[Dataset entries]
####################
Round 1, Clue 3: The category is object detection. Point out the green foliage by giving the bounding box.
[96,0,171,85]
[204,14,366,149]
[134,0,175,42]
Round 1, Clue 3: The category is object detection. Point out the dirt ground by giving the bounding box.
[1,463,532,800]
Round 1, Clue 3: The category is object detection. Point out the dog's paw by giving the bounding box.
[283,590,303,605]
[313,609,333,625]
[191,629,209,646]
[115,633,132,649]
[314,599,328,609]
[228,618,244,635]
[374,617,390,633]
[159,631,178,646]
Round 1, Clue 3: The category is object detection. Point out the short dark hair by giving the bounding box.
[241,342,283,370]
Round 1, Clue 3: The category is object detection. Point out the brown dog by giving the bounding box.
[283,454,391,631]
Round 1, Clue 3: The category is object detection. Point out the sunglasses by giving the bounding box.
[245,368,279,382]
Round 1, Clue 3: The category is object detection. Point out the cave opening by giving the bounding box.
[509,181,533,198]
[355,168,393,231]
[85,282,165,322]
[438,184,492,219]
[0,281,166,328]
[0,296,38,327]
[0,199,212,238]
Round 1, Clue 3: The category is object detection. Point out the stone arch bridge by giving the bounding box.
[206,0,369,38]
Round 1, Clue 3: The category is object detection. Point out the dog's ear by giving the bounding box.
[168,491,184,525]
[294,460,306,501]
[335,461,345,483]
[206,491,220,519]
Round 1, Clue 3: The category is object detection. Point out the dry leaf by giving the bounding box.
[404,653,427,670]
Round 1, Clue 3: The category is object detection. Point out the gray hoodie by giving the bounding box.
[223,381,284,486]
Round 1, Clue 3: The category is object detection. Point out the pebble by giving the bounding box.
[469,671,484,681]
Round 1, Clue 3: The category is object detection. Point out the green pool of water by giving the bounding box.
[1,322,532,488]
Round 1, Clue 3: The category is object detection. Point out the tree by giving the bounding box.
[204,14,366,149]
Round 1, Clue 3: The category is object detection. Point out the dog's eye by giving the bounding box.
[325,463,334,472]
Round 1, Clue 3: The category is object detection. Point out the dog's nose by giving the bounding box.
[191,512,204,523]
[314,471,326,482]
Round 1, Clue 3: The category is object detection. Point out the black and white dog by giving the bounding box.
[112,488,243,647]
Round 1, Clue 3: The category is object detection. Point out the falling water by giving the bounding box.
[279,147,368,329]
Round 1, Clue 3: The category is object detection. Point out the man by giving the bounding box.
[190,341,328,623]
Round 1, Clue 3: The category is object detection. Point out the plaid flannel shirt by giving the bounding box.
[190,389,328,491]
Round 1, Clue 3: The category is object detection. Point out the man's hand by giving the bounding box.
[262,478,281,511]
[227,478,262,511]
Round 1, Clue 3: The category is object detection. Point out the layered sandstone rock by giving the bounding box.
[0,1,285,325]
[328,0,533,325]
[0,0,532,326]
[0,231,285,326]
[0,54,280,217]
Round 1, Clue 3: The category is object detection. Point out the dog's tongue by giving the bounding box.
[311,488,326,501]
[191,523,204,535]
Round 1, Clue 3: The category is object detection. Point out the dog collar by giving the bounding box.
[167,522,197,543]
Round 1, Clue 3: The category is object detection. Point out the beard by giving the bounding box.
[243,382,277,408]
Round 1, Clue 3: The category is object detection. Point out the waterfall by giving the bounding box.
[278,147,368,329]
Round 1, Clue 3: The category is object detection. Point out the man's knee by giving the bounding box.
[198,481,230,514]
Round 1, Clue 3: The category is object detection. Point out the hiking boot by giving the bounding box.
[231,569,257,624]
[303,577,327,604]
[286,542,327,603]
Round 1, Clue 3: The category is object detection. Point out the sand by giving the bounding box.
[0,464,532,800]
####################
**What to produce:** Retype the entries exactly; leave nothing out.

**Response area:**
Round 1, Clue 3: The category is object detection. Point out the green foliage by giving the bounding box.
[96,0,171,85]
[204,14,366,149]
[134,0,175,42]
Round 1, Clue 3: The category is object detection. Point out the dirt ground by giving the bounding box.
[1,463,532,800]
Round 1, Clue 3: The category is object detection. Point out the dog's paw by giving the bounding box.
[283,590,303,605]
[313,609,333,625]
[191,629,209,646]
[115,633,132,649]
[314,599,328,609]
[228,618,244,635]
[374,617,390,633]
[159,631,178,646]
Round 1, Clue 3: The category is object detection. Point out the short dark hair by giving the bounding box.
[241,342,283,370]
Round 1, Clue 3: The category is object detection. Point out the brown dog by giving the bounding box.
[283,454,391,631]
Round 1, Clue 3: The category is object detection. Point out the sunglasses by giving the bounding box.
[245,368,279,382]
Round 1, Clue 3: The category is object detection. Point out the cave opening by giving the bounding box.
[509,181,533,198]
[355,168,393,231]
[85,282,165,322]
[438,184,492,219]
[0,281,166,328]
[0,296,38,327]
[0,199,212,238]
Round 1, Clue 3: The category is object detection. Point out the stone arch bridge by giving the bounding box.
[206,0,369,38]
Round 1, Clue 3: The category is object detection. Point out the dog's ear by giving the bounding box.
[168,491,184,525]
[294,460,306,501]
[335,461,345,483]
[206,491,220,519]
Round 1, Clue 3: The category is object detection. Point out the dry leaf by giving the bounding box.
[404,653,427,670]
Round 1, Clue 3: The category is object detection. Point out the gray hoodie by giving the bounding box.
[223,381,284,486]
Round 1, Clue 3: The category is object detection. Point out the pebble by giving the bounding box.
[469,671,484,681]
Round 1, Clue 3: The category is object detection. Point out the green pool of water by giving the bounding box.
[1,322,532,488]
Round 1, Clue 3: The category is object detection. Point out the tree by giving the bounding box.
[204,14,366,149]
Round 1, Clue 3: The category is object detection. Point out the dog's eye by giving the bounding box.
[325,463,334,472]
Round 1, Clue 3: The category is object detection. Point out the dog's nose by giving the bounding box.
[191,512,204,523]
[314,471,326,482]
Round 1, Clue 3: The category is object detection. Point out the black and white dog by giving the bounding box.
[112,488,243,647]
Round 1, Clue 3: The category is object detection. Point out the falling water by giving the bounding box.
[279,147,368,329]
Round 1, Clue 3: The category is object detection. Point out the man by giving the bounding box.
[190,341,328,623]
Round 1, Clue 3: The category is object detection. Point out the plaid flannel shirt by giving the bounding box.
[190,389,328,491]
Round 1, Clue 3: The category is object detection. Point out the man's hand by giving the bounding box.
[262,478,281,511]
[227,478,262,511]
Round 1, Clue 3: The category is object detection. Point out the layered sandstone rock by giving the bounding box.
[0,1,285,325]
[328,0,533,325]
[0,0,532,326]
[0,231,285,326]
[0,54,280,217]
Round 1, Clue 3: The category is object detection. Point out the dog's tongue by giving the bounding box.
[311,488,326,501]
[191,523,204,535]
Round 1, Clue 3: The category is object detection. Point out the dog collar by giving the bounding box.
[167,522,197,543]
Round 1, Clue 3: The category is object detection. Point out the beard by giving the bounding box.
[243,382,277,408]
Round 1, Clue 3: The category is object detection. Point out the waterfall by giving the bounding box.
[278,147,368,329]
Round 1, Clue 3: The category is object detection. Point out the man's knee by giving the bounding box.
[198,481,230,514]
Round 1, Clue 3: The category is object detection. Point out the hiking boot by giving the bounding box.
[231,569,257,624]
[303,577,327,604]
[286,542,327,603]
Round 1, Clue 3: The category is object detection. Point out the sand by giving the bounding box.
[0,464,532,800]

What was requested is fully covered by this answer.